▶ _Source extract_:
Has tent, and RV campsites, boat ramp, camp store, etc. Restaurants, Walmart, Publix, and Homosassa are just down the road. The campground area is in a slightly improved cypress swamp so it can be wet during raining periods. There was a hotel in town, but I’m not sure if they are still open for business. 



***Or, stay with us on John’s Island. 

My website www.tampabaysightfishing.com/Chassahowitzka.php 
My mentor/partner’s site is www.bwccharters.com 

The island cabin is about 6 miles from the nearest boat ramp or road in the middle of the Chassahowitzka National Wildlife Refuge. The island was private property owned before the refuge was created, the owners maintained ownership similar to the private hunt camps in the Everglades. The cabin is limited to one small group, you get your own room and run of the island. We can provide guided fishing packages, or go at it yourself. Our game changes as the season changes; in the summer we scallop and fish for redfish in the backcountry, in the winter we fish for trout and gig at night. I’m also trying to add some hunting opportunities next year.


----------



## shiprock8 (Sep 23, 2013)

> Hey FC,
> This is a great idea. Hopefully our moderator will add this to a link on the MS board. This would be a very helpfull list for microskiffers to have.  He could list it just as you have
> "Microskiff Vacations Spots"     Great Idea


X2

Nice photography Reckenwald!


----------



## fishicaltherapist (Mar 9, 2013)

Chassahowitzka is one of those special places for sure! Great idea for forum.

▶ _Aim_:
Update the stretch of the forum thread from "Has tent, and" through "on John’s Island.", putting "bait shop" in place of "camp store".

▶ _Extracted records_:
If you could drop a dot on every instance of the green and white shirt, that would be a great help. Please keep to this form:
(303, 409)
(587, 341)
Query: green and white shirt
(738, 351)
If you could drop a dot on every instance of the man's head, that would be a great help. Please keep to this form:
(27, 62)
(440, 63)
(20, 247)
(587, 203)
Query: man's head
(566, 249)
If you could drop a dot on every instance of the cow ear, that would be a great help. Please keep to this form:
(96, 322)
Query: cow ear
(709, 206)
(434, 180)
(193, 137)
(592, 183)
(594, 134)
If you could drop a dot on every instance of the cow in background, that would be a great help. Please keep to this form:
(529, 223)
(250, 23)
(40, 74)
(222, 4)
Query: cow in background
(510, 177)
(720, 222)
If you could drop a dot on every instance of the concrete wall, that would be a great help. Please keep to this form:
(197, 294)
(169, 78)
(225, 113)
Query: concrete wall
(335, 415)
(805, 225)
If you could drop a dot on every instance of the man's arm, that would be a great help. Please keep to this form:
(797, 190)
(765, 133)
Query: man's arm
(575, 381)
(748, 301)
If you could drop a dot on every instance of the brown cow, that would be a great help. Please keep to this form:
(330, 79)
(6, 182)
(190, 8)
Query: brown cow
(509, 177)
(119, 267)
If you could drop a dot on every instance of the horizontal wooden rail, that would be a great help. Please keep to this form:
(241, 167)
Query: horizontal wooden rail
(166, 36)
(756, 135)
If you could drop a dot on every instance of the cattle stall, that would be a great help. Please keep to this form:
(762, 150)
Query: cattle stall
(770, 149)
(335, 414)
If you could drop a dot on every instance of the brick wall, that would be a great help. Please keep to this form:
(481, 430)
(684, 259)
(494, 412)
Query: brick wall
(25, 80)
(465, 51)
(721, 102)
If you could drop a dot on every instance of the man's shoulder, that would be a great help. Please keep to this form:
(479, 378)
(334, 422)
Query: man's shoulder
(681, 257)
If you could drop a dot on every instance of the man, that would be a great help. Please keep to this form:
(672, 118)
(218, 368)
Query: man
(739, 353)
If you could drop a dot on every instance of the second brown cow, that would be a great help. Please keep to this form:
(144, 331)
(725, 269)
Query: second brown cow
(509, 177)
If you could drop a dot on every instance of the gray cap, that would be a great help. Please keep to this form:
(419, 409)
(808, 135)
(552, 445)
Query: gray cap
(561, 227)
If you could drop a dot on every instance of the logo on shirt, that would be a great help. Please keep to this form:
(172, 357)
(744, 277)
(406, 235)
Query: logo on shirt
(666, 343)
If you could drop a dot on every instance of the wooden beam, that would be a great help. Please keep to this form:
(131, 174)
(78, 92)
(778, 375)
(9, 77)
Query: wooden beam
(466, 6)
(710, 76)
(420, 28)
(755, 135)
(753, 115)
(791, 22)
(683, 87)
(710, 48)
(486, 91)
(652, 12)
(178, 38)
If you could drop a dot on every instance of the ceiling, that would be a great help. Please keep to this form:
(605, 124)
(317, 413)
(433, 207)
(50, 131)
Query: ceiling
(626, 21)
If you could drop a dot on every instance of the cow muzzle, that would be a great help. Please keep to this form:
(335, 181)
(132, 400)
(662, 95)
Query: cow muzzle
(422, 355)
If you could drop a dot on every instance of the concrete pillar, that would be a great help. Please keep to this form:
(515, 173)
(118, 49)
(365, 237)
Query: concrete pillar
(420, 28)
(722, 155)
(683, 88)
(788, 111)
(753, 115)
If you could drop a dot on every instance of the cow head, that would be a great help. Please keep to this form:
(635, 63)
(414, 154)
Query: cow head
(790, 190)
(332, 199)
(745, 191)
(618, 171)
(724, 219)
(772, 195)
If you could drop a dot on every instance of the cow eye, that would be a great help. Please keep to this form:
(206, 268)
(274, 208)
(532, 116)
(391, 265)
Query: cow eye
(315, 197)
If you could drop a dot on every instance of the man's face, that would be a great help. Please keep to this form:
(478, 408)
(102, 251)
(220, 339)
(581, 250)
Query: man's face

▶ _Written response_:
Has tent, and RV campsites, boat ramp, bait shop, etc. Restaurants, Walmart, Publix, and Homosassa are just down the road. The campground area is in a slightly improved cypress swamp so it can be wet during raining periods. There was a hotel in town, but I’m not sure if they are still open for business. 



***Or, stay with us on John’s Island.